== EXCERPT ==
* * * * * * * * *

2.2.1. Ticket Price (E)

Currently, the railway transport enterprises mainly formulate published fares according to the notice on reforming and improving the passenger fare policy of high-speed railway. The assignment methods of air fares are mainly divided into two categories: according to the notice on further improving the domestic air transport price policy of civil aviation. The measurement rules of domestic airline passenger transport fares that continue to implement the government’s suggested price in the document are shown in Equation (1). For domestic passenger transport fares with market-adjusted prices, the fares published on the official website are directly used as statistical indicators.

(1)$\{\begin{array}{l}{I}_{com}=LOG(150,DI{S}_i\times 0.6)\times DI{S}_i\times 1.1\\ I_{pla}=LOG(150,DI{S}_i\times 0.6)\times DI{S}_i\times 1.3\end{array}$

I_com and I_pla are the fares of ordinary routes and plateau routes, respectively, and DIS_i is the route’s distance.

2.2.2. Quickness (Q)

Speed is mainly measured by travel times, which mainly comprise two parts: the travel time of taking the main means of travel such as plane or high-speed rail (main time spent in travel) and the sum of the travel time and transfer time with respect to urban traffic at both ends of OD (travel time of connecting vehicles). In terms of the main time spent when traveling, due to the topography and scale of the transport network, the actual travel distance and time consumed with respect to high-speed rail passengers are somewhat different from those expected. Therefore, compared with air transport with super plane transport characteristics, high-speed rail transport takes longer on the same OD route. As for the travel time consumption of the connection mode, the layout of high-speed rail stations is mainly concentrated within urban areas. The connection between urban traffic and high-speed rail stations in most cities has been relatively perfect, providing high accessibility for passengers. However, air transport is affected by special factors such as safety management levels. Airports are mainly distributed in the suburbs, which are located at a certain distance from the city and have relatively poor connections with urban traffic. Therefore, the travel time of the air transport connection mode is longer than that of the high-speed rail.

(2)$Q_k=(T_k+t)\times V$

T_k is the travel time of the transportation mode K, t is the sum of the travel time and transfer time in the cities at both ends, and V is the per capita time value.

2.2.3. Convenience (F)

In the early stage of travel preparation, passengers consider the complexity of ticket purchase, transit, security check, waiting, and other processes, which determine the travel time reserved for passengers. Therefore, the time cost value generated at this stage is also an important part of the cost expenditure. It has a great impact on the travel journey of passengers with respect to high time sensitivity [16]. Intercity transportation with high-speed rail as the travel mode gradually tended to comprise “public transportation”; i.e., the interval between the departure stations is shortened. Although some stations are limited by the level of urbanization, the departure interval is still long, but time consumption is relatively short compared to the more complicated boarding processes air transportation.

(3)$F_k=T_{yk}\times V$

T_yk is the travel reservation time required for taking the transportation mode K.

2.2.4. Comfort (C)

Passengers are predisposed to fatigue to a certain extent when they travel, so the time spent by passengers to recover from fatigue represents the comfort level of the travel mode.

* * * * * * * * *

== GIVEN INFORMATION ==
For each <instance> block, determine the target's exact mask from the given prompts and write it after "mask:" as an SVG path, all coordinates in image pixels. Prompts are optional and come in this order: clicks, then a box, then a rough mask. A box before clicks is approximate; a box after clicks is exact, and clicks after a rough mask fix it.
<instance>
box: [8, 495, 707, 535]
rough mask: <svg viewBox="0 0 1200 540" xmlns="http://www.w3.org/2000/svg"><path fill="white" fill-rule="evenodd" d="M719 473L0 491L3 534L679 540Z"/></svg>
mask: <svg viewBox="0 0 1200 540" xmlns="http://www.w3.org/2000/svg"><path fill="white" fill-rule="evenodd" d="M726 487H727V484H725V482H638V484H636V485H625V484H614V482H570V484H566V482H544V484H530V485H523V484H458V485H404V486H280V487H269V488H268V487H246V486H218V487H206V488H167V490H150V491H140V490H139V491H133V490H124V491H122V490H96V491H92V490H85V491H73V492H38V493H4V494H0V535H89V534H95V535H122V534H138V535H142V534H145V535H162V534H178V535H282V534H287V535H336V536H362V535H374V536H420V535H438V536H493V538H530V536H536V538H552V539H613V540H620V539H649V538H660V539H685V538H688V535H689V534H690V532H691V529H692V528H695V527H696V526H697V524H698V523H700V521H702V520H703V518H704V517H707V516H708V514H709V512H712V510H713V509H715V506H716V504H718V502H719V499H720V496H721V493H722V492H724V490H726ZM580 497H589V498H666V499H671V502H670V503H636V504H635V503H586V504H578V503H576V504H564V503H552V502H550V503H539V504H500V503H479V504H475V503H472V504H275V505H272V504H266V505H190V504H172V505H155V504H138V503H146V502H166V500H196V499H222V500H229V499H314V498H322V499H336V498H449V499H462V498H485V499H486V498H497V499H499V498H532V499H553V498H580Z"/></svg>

* * * * * * * * *

== TASK TO CARRY OUT ==
Please rewrite the excerpt's paragraph beginning "Speed is mainly measured by travel times" as a short bulleted list that keeps its main facts.

== SOLVED PROBLEM ==
- Speed is measured mainly by travel time, which has two parts: time on the main mode (plane or high-speed rail) and the travel and transfer time on urban traffic at both ends of the OD route (connecting vehicles).
- Because of topography and network scale, the actual distance and time for high-speed rail passengers differ somewhat from what is expected, so high-speed rail takes longer than air transport on the same OD route.
- High-speed rail stations are concentrated mainly within urban areas, and in most cities their links with urban traffic are well developed, which gives passengers high accessibility.
- Air transport is affected by factors such as safety management. Airports lie mainly in the suburbs, some distance from the city, and have relatively poor connections with urban traffic.
- As a result, connecting travel time is longer for air transport than for high-speed rail.